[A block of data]
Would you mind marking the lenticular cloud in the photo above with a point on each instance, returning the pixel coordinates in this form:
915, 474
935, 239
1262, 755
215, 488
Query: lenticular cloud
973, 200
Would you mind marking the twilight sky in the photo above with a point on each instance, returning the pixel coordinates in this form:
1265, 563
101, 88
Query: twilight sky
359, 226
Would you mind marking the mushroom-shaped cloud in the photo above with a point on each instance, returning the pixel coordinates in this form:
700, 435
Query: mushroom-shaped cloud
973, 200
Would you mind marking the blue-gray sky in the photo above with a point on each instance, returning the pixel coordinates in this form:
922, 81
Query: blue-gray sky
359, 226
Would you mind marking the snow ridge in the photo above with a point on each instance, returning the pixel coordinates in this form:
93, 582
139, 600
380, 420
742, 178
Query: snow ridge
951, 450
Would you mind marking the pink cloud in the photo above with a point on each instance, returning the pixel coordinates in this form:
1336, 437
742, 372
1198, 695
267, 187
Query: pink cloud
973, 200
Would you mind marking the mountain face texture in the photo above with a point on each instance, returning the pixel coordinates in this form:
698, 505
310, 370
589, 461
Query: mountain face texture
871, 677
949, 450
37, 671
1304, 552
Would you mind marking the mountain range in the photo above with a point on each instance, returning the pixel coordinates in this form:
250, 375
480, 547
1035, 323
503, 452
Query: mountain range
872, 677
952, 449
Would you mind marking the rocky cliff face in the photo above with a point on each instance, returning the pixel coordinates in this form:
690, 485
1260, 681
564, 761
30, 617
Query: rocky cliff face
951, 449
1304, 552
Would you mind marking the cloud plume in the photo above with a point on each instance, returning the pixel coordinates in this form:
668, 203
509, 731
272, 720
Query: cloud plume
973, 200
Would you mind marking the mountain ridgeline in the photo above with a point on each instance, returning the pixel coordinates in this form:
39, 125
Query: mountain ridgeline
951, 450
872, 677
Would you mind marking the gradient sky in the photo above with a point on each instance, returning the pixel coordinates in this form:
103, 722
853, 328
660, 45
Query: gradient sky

## REQUIREMENT
Extract every record. Keep wording exact.

## EXERCISE SOLUTION
Would you mind marking the lenticular cloud in the photo above with a point on each instance, returning the pixel coordinates in this form:
915, 474
935, 239
1262, 755
215, 488
Query: lenticular cloud
973, 200
Would you mind marking the twilight sky in the photo above with a point on each instance, returning the pixel coordinates in this form:
1265, 563
101, 88
Query: twilight sky
359, 226
Would you mind marking the mushroom-shaped cloud in the photo above with a point on each instance, returning the pixel coordinates in this form:
700, 435
Query: mushroom-shaped cloud
973, 200
Would you mind marking the blue-gray sky in the photo above with a point on each instance, returning the pixel coordinates in this form:
922, 81
Query: blue-gray sky
359, 226
Would you mind marking the snow ridge in the photo above with a point on each instance, returning the pixel coordinates in this form:
93, 582
139, 600
380, 420
742, 178
Query: snow ridge
951, 450
Would you mind marking the pink cloud in the photo above with a point on each instance, returning the pixel coordinates in this form:
1336, 437
742, 372
1198, 695
267, 187
Query: pink cloud
973, 200
Would you mind marking the mountain face texture in the photo above with a point on each instance, returning the pixel coordinates in this form:
698, 505
310, 370
589, 461
Query: mountain face texture
871, 677
949, 450
37, 671
1304, 552
Would you mind marking the mountain range in the photo above with a point on each instance, returning the pixel coordinates in this form:
250, 375
480, 547
1035, 323
503, 452
Query: mountain range
872, 677
952, 449
Would you mind marking the rocky cliff face in the photo above with a point on each instance, returning the pixel coordinates in this form:
690, 485
1260, 681
564, 761
30, 617
Query: rocky cliff face
951, 449
1304, 552
Would you mind marking the cloud plume in the photo above with a point on each instance, returning the pixel coordinates in this form:
668, 203
509, 731
272, 720
Query: cloud plume
973, 200
Would you mind marking the mountain ridgeline in the photo above with a point on each instance, returning the pixel coordinates in this form:
39, 125
Query: mountain ridgeline
951, 450
872, 677
Would you mind marking the gradient sky in the photo above with a point on each instance, returning the pixel coordinates in this form:
103, 722
853, 328
660, 45
Query: gradient sky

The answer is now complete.